- **The exercise**:
Carry on writing the panel abstract about extreme weather and farming, starting after its last sentence.

Rural History 2015

Panel 13

Organizers: Martin, John (1); Bowen, James (2); Stead, David (3)

Affiliation: 1: De Montfort University, United Kingdom; 2: Liverpool University; 3: University College Dublin

Title: The impact of extreme weather events on farming and the countryside with special reference to the twentieth century.

In an age of potential global warming and increasing international food insecurity, research into the impact of previous instances of extreme weather events such as droughts, floods, storm events and unusually high or low temperatures has received little consideration by rural and agricultural historians. This is in stark contrast to the research being undertaken into this topic by countries such as India and the United States, and by European historians researching fluctuations in economic activity and social dislocation.
Investigating the impact of weather extremes is particularly opportune in the light of official publications, which predicts that, in the foreseeable future, Britain and Europe will experience more frequent droughts, floods and storm damage. By 2040, it is anticipated that summers in southern England are likely to be, on average, 2οC hotter than at present, accompanied by a 20 percent drop in summer rainfall. Such forecasts are supported by the fact that, globally, the hottest ten years on record have all occurred since 1990.

- **Stored records**:
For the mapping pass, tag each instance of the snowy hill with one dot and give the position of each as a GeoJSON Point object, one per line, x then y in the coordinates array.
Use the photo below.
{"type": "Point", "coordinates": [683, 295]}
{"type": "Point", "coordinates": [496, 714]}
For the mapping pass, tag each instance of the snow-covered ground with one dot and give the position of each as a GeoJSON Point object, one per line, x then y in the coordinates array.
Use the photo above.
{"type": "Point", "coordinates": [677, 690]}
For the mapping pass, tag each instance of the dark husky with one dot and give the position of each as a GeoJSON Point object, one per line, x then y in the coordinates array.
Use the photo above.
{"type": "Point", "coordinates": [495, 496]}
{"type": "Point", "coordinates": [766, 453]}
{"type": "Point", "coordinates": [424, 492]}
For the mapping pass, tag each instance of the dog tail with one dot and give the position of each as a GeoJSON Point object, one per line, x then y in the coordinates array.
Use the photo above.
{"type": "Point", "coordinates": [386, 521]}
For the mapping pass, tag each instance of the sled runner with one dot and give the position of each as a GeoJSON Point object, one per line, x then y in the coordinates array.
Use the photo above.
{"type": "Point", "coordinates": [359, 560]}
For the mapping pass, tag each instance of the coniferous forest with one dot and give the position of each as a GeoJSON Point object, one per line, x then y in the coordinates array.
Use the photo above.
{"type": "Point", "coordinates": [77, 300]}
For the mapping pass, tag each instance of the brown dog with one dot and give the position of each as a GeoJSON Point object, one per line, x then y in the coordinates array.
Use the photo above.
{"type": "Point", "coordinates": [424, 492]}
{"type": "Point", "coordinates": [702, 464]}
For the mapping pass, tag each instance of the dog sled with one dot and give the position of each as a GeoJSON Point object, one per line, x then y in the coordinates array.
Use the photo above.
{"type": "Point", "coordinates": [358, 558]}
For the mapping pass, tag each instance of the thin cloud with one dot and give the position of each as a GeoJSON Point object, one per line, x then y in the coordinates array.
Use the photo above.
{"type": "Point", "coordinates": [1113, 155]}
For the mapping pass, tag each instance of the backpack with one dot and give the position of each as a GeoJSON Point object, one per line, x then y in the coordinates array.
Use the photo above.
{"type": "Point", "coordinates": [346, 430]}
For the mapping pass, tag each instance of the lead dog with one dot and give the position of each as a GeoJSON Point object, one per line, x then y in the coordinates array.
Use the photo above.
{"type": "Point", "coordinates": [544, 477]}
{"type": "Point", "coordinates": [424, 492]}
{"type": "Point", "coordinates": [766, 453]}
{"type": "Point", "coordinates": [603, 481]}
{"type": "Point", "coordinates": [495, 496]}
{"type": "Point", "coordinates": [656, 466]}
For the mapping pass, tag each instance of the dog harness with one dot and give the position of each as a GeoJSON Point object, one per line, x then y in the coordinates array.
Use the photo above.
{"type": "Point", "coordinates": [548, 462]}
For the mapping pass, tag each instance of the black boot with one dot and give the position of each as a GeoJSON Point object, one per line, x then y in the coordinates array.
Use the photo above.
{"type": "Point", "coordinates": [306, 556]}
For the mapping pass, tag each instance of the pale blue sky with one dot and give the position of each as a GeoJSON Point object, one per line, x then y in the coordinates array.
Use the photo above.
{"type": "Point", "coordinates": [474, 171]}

- **Response to this task**:
The case studies constituting this panel will have implications for policy makers concerned with balancing the needs of agricultural production with those of stakeholders with environmental or ecological aims. A wide-range of source material is now available to historians interested in assessing the historical significance of weather extremes with regard to farming and the countryside, a full evaluation of which will provide the opportunity to avoid the inevitable tendency towards environmental or economic determinism.

 

Papers

Chair: John Martin, De Montfort University Leicester, UK.

Paper 1: The International Crisis of the 1970s the impact of the weather

John Martin, De Montfort University Leicester, UK

Paper 2: The impact of the extreme winter of 1963 on farming and the countryside of Britain

James P. Bowen, University of Liverpool, UK

Paper 3: The impacts of extreme weather events on Irish agriculture during the mid-1970s.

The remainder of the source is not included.